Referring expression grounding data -
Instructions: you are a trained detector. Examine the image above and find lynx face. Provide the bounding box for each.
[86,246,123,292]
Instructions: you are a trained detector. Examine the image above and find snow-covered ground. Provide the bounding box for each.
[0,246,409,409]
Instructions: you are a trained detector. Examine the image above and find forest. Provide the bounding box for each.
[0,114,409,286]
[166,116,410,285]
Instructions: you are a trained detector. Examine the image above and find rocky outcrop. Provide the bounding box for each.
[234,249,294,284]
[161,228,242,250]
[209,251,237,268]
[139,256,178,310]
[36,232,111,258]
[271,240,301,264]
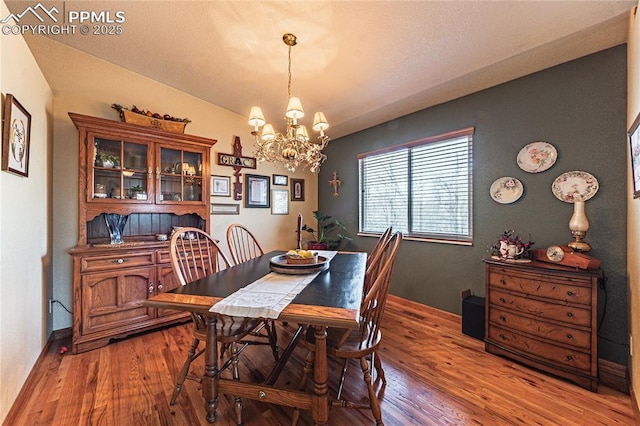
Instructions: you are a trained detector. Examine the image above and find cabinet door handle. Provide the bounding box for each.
[156,167,161,180]
[148,167,153,177]
[111,258,128,264]
[148,283,154,294]
[567,312,574,318]
[499,315,507,322]
[157,282,163,291]
[566,333,573,339]
[567,291,575,297]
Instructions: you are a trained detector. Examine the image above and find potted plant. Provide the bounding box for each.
[95,153,120,168]
[302,210,352,250]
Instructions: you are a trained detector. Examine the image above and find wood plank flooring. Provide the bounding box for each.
[5,295,636,425]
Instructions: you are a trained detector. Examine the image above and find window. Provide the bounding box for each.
[358,127,474,243]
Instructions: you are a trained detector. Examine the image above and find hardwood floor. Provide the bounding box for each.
[5,295,636,425]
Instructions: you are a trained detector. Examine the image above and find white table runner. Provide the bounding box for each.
[209,251,338,319]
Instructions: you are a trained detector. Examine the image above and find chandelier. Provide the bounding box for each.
[248,33,330,173]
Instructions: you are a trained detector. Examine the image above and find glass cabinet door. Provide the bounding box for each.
[158,146,203,203]
[90,135,152,202]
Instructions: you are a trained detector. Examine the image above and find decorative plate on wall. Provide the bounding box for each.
[490,177,524,204]
[551,170,599,203]
[517,141,558,173]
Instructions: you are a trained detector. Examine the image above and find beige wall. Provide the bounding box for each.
[629,3,640,412]
[0,1,54,421]
[28,38,319,331]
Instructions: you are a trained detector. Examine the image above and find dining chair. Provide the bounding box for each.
[293,231,403,425]
[169,227,261,424]
[225,223,279,362]
[363,226,393,297]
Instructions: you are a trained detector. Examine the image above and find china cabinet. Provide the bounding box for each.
[68,113,217,353]
[484,259,600,391]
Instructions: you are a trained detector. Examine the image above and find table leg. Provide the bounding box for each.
[312,325,329,425]
[203,315,219,423]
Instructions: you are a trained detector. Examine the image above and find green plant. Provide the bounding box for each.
[95,153,120,167]
[302,210,352,250]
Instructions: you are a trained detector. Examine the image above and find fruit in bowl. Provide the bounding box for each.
[285,249,318,264]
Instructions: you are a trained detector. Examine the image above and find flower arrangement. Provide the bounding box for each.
[488,229,534,260]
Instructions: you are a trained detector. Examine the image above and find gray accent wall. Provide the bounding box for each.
[319,46,628,365]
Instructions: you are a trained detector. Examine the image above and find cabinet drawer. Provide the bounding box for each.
[157,249,171,264]
[81,252,155,272]
[488,325,591,371]
[489,270,591,305]
[489,289,591,327]
[489,307,591,349]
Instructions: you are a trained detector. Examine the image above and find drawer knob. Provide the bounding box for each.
[499,334,508,341]
[499,297,506,303]
[566,355,574,362]
[500,278,506,285]
[499,315,507,322]
[112,258,128,264]
[567,312,574,318]
[567,333,573,339]
[567,291,575,297]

Work instruction -
All entries should be restated word for word; no images belong in the copy.

Solution to this exercise -
Instructions: you are a trained detector. Examine the image above and find lynx face. Provide the bounding box for each.
[86,246,123,292]
Instructions: you are a trained detector. Examine the image above and find snow-covered ground. Provide the bounding box for each.
[0,246,409,409]
Instructions: you are a trained detector. Examine the image above and find forest. Provide the bounding box for each.
[0,114,409,286]
[166,116,410,285]
Instructions: you are a trained detector. Examine the image above and find rocky outcrop. Provide the bounding box for each.
[234,249,294,284]
[161,228,242,250]
[209,251,237,268]
[139,256,178,310]
[36,232,111,258]
[271,240,301,264]
Instructions: you are a trained detector. Examine the image above and find cabinet door handle. Provide the bounding box for each.
[156,167,161,180]
[148,167,153,177]
[111,258,128,264]
[148,283,154,294]
[567,312,574,318]
[499,315,507,322]
[157,282,163,291]
[566,333,573,339]
[567,291,575,297]
Instructions: you are a trained detector. Examine the image above and find potted plant. Provide the bounding box for each.
[95,153,120,168]
[302,210,352,250]
Instructions: you are a trained detector. Examine the image above and find wood plank flooring. Provide the bounding box for each.
[5,295,636,425]
Instructions: you are a trained detector. Examine the image above and find window. Provide the bounding box for each.
[358,127,474,243]
Instructions: you are a trained detector. Examine the image above and find hardwood floor. Provide the bounding box for each.
[5,295,636,425]
Instructions: you are a trained detector. Examine the image above and find white table runner. Provide the bounding box for each.
[209,251,338,319]
Instructions: you are a trained detector. Examine the image above and find chandelier. Provide the bounding box for each.
[248,33,330,173]
Instructions: you are a trained detector. Examine the image above and find glass cabinet door. Provide the bounding box for each.
[158,146,203,203]
[90,135,152,202]
Instructions: you are a trained detector. Examine the image above and find decorative plate on wall. Provide the bounding box for each.
[490,177,524,204]
[551,170,599,203]
[517,141,558,173]
Instructions: you are a trained detector. Examine the image above and find beige wall. Provide the bounding box for each.
[629,3,640,412]
[0,1,54,421]
[28,38,319,331]
Instructions: you are a trained detector. Examine the image above and find dining chair. Provide the bounding box for each.
[293,231,403,425]
[169,227,261,424]
[225,223,279,362]
[363,226,393,297]
Instructions: you are a trained detector. Examine the image above and find china cabinet. Provide the bounding box for each.
[68,113,217,353]
[484,259,600,391]
Instructions: you are a trained detector. Examine the image above and find table leg. Provide the bounding box for each.
[312,325,329,425]
[203,315,219,423]
Instructions: you are a trained detector. Examine the image above and find green plant. Provide the bounding box for each.
[95,153,120,167]
[302,210,352,250]
Instructions: you are a trained detector. Examine the image above and find fruit in bowl. Provide the bounding box for each.
[285,249,318,264]
Instructions: you are a trained detector. Examine the image above and find flower arrangement. Provide the bounding box for each.
[488,229,534,260]
Instructions: you are a trained detector. Examine the image above and find gray accent wall. Provide the bounding box for each.
[319,46,628,365]
Instructions: you are a trained detector. Examine the image above and find cabinet drawer. Provide the bounding box for each.
[157,249,171,264]
[81,252,155,272]
[488,325,591,371]
[489,270,591,305]
[489,289,591,327]
[489,307,591,349]
Instructions: you are a trained detector. Examine the image above and find drawer knob. Provide the bounding box for each.
[499,334,508,341]
[499,297,506,303]
[566,355,574,362]
[500,278,506,285]
[499,315,507,322]
[112,258,128,264]
[567,312,574,318]
[567,333,573,339]
[567,291,575,297]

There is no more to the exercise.